### Extract provided

With the TO2 kernel I did put ramzswap in there and enabled it, you should be able to use a compressed swap drive and use a swapfile as backing store (which is also compressed) to give you a little more memory. You'll need the compcache 0.6.2 utils from

http://compcache.googlecode.com/

In order to set it up properly but actually you could do something like this in /etc/rc.local to get you started (put it BEFORE 'exit 0' :):
Code:
modprobe ramzswap num_devices=3 disksize_kb=262144
udevadm settle
swapon /dev/ramzswap0
It should alleviate a little of the memory issues, and actually makes your system run faster :]

_________________
Matt Sealey


Top
   
 Post subject:
PostPosted: Tue Jul 27, 2010 10:55 pm 
Offline

Joined: Tue Mar 31, 2009 10:24 pm
Posts: 171
Matt, ramzswap did not resolve the issue. Perhaps I'm erroneously interpreting the reported condition?
Code:
$ LD_LIBRARY_PATH=/usr/local/lib/ DISPLAY=:0.0 gprof -f eglSwapBuffers ./testbed assets/cube.mesh -no_mini_view -frames 10

gprof: out of memory allocating 1080714280 bytes after a total of 3198976 bytes
BTW, i used the ramzswap.ko from the 2010.04.05 modules tar. I also have a freshly built 0.6.2, but as the prebuilt one seems to work ok, i just used that.
Code:
$ cat /proc/swaps
Filename Type Size Used Priority
/dev/ramzswap0 partition 262136 0 -1


Top
   
 Post subject:
PostPosted: Sat Aug 07, 2010 12:12 am 
Offline
Site Admin

Joined: Fri Sep 24, 2004 1:39 am
Posts: 1589
Location: Austin, TX
Quote:
Matt, ramzswap did not resolve the issue. Perhaps I'm erroneously interpreting the reported condition?

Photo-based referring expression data
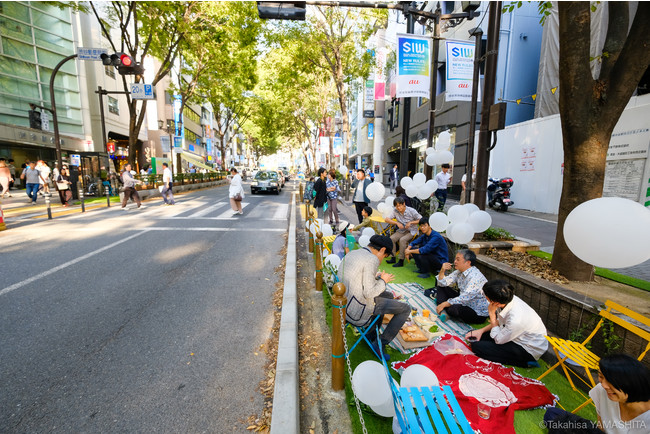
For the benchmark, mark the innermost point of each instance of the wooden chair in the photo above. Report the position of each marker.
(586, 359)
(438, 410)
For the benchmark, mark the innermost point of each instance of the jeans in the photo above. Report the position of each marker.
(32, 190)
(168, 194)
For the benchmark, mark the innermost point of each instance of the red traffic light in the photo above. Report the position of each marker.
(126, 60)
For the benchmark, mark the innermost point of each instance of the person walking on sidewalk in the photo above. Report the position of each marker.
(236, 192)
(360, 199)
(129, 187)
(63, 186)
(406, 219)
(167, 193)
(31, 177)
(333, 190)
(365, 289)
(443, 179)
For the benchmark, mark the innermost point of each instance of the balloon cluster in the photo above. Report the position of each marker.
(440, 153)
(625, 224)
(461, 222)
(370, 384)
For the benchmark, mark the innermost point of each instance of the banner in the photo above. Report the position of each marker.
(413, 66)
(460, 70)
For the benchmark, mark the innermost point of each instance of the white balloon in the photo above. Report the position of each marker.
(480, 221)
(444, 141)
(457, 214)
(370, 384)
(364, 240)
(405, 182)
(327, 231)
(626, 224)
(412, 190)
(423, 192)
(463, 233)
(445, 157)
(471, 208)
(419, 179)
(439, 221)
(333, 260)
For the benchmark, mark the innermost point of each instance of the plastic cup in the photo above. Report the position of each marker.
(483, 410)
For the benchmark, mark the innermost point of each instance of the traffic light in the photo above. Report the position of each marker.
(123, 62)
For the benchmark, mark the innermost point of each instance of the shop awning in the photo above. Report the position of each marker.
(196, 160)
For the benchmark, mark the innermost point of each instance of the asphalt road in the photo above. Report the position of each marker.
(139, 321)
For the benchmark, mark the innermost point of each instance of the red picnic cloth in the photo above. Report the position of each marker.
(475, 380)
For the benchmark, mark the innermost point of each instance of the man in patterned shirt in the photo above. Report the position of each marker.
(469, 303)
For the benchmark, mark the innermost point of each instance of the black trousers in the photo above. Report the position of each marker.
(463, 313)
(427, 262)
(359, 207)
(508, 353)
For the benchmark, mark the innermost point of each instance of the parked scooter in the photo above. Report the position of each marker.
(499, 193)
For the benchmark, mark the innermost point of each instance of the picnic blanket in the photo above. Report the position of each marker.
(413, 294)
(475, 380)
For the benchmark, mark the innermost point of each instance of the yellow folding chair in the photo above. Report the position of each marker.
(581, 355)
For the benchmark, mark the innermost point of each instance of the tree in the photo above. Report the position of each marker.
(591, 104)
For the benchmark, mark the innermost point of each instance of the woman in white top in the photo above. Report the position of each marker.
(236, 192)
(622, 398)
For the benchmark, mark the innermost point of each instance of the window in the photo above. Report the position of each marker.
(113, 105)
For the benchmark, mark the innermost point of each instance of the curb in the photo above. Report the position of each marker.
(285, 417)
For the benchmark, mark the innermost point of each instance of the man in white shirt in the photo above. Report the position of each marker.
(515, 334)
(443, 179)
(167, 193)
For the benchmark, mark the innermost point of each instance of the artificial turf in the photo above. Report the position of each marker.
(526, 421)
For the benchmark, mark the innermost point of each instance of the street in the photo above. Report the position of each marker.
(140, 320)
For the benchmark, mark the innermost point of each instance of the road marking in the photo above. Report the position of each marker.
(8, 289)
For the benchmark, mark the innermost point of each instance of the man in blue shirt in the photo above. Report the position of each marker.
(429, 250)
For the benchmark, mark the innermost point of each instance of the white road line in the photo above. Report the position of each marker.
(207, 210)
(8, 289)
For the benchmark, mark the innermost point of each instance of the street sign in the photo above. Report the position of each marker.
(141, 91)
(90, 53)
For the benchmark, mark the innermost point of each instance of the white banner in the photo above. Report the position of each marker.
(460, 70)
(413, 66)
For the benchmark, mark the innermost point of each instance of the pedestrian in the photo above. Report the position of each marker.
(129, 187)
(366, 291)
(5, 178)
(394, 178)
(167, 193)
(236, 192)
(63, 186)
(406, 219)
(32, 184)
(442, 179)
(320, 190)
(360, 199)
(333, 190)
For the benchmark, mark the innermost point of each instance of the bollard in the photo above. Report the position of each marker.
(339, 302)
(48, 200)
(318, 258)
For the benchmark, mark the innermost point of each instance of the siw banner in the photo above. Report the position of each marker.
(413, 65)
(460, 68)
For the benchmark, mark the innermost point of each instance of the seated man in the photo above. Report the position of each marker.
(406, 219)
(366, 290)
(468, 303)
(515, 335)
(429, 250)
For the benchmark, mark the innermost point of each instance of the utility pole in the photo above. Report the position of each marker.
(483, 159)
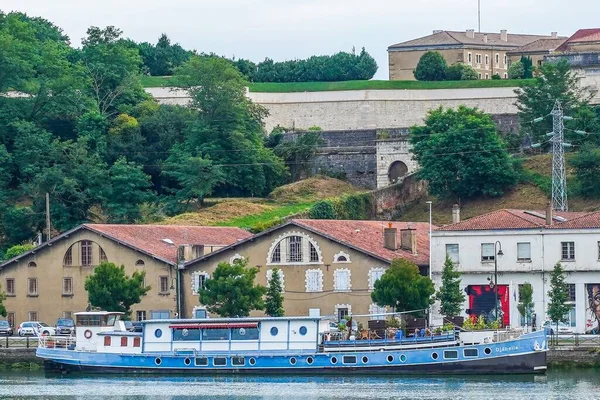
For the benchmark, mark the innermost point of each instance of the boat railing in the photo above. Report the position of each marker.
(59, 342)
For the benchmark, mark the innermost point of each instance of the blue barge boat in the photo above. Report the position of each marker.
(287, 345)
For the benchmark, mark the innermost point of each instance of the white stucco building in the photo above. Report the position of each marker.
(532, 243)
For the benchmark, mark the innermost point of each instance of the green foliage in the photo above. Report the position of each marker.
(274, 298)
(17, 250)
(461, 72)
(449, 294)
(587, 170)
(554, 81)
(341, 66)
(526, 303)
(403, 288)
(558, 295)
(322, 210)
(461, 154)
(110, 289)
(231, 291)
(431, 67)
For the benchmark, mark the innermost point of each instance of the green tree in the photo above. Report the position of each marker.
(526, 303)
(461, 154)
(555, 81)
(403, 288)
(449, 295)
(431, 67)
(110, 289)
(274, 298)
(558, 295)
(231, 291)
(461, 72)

### Study questions
1. Based only on the ramzswap thread, do the following statements agree with it? (a) The suggested lines for /etc/rc.local should be placed after 'exit 0'. (b) The second poster loaded a freshly built 0.6.2 module rather than a prebuilt one. (c) The setup calls for version 0.6.2 of the compcache utils. For each, answer yes or no and quote the words of the ramzswap thread that decide it.
2. Repeat the stretch of the ramzswap thread from "Joined: Tue Mar" through "just used that.", word for word.
3. In the ramzswap thread, why did the second poster load the prebuilt ramzswap.ko rather than the freshly built 0.6.2? Answer in one to three sentences.

### Answers to the exercise
1.
(a) No: "put it BEFORE 'exit 0'"
(b) No: "i used the ramzswap.ko from the 2010.04.05 modules tar"
(c) Yes: "You'll need the compcache 0.6.2 utils"

2.
Joined: Tue Mar 31, 2009 10:24 pm
Posts: 171
Matt, ramzswap did not resolve the issue. Perhaps I'm erroneously interpreting the reported condition?
Code:
$ LD_LIBRARY_PATH=/usr/local/lib/ DISPLAY=:0.0 gprof -f eglSwapBuffers ./testbed assets/cube.mesh -no_mini_view -frames 10

gprof: out of memory allocating 1080714280 bytes after a total of 3198976 bytes
BTW, i used the ramzswap.ko from the 2010.04.05 modules tar. I also have a freshly built 0.6.2, but as the prebuilt one seems to work ok, i just used that.

3. The poster used the ramzswap.ko from the 2010.04.05 modules tar because that prebuilt module seemed to work fine. So the freshly built 0.6.2 went unused.